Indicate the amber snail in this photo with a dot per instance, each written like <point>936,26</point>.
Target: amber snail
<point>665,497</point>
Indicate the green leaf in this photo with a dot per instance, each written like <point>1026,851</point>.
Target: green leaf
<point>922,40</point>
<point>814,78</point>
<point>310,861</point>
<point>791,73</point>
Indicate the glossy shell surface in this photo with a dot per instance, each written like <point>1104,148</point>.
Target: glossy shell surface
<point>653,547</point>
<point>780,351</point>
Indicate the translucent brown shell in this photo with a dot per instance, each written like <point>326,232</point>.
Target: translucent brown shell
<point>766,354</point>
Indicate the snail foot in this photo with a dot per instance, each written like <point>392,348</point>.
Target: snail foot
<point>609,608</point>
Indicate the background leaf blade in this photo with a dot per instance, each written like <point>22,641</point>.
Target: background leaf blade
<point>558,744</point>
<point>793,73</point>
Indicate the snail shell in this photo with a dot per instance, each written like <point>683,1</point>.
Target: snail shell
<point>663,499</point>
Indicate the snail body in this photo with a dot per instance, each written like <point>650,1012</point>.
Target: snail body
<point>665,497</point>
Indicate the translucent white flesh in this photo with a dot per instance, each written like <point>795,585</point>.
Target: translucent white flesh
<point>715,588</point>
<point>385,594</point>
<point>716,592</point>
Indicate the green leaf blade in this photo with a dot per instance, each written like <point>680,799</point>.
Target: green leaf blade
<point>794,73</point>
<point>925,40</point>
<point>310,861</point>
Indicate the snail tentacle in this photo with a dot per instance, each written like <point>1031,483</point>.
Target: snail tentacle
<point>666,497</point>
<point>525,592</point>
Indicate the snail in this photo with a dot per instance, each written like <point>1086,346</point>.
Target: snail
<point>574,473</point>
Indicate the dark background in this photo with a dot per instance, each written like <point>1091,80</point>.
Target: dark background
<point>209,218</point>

---*---

▶ TO BE DONE:
Lay out every line of the records above as a JSON list of strings, one string per line, with blank lines left out.

▶ FINAL RESULT:
[
  "Indicate the amber snail in this photo with a dot per instance, each written like <point>936,26</point>.",
  "Target: amber snail",
  "<point>665,497</point>",
  "Indicate the green leaf in this photo with a dot per instance, each written like <point>1026,851</point>.",
  "Target: green leaf",
  "<point>922,40</point>",
  "<point>814,78</point>",
  "<point>310,861</point>",
  "<point>791,73</point>",
  "Indicate the glossy shell surface in this photo with a dot per instance, each written like <point>1104,148</point>.",
  "Target: glossy shell surface",
  "<point>653,547</point>",
  "<point>780,351</point>",
  "Indicate the translucent brown shell in this photo with a dot per instance, each written like <point>326,232</point>.",
  "Target: translucent brown shell",
  "<point>766,354</point>",
  "Indicate the snail foot in this photo with a dot per instance, each written like <point>392,348</point>.",
  "Target: snail foot",
  "<point>609,608</point>",
  "Indicate the background leaf blade in this photo with a dot per instance, each written like <point>22,641</point>.",
  "Target: background leaf blade",
  "<point>558,744</point>",
  "<point>793,73</point>",
  "Indicate the snail shell in this photo with a dot per instance, each written like <point>683,1</point>.",
  "Target: snail shell",
  "<point>663,499</point>",
  "Indicate the snail body in this photo with a dot per instance, each written like <point>650,1012</point>.",
  "Target: snail body",
  "<point>665,497</point>",
  "Indicate the translucent white flesh in this photo with a dot per instance, each written like <point>795,585</point>.",
  "Target: translucent white flesh",
  "<point>715,588</point>",
  "<point>385,594</point>",
  "<point>716,592</point>",
  "Indicate the green leaf blade in this photo with a dot per instance, each written like <point>680,799</point>.",
  "Target: green leaf blade",
  "<point>794,73</point>",
  "<point>925,40</point>",
  "<point>310,861</point>",
  "Indicate the snail tentacle in this photo with a dot per instance, each written like <point>1031,483</point>.",
  "Target: snail tentacle",
  "<point>666,497</point>",
  "<point>525,592</point>",
  "Indicate the snail in this photo with a dot per instance, each written like <point>1086,346</point>.",
  "Target: snail",
  "<point>574,473</point>",
  "Indicate the dark background in this photo with a dot per instance, each written like <point>1091,80</point>.",
  "Target: dark background",
  "<point>209,218</point>"
]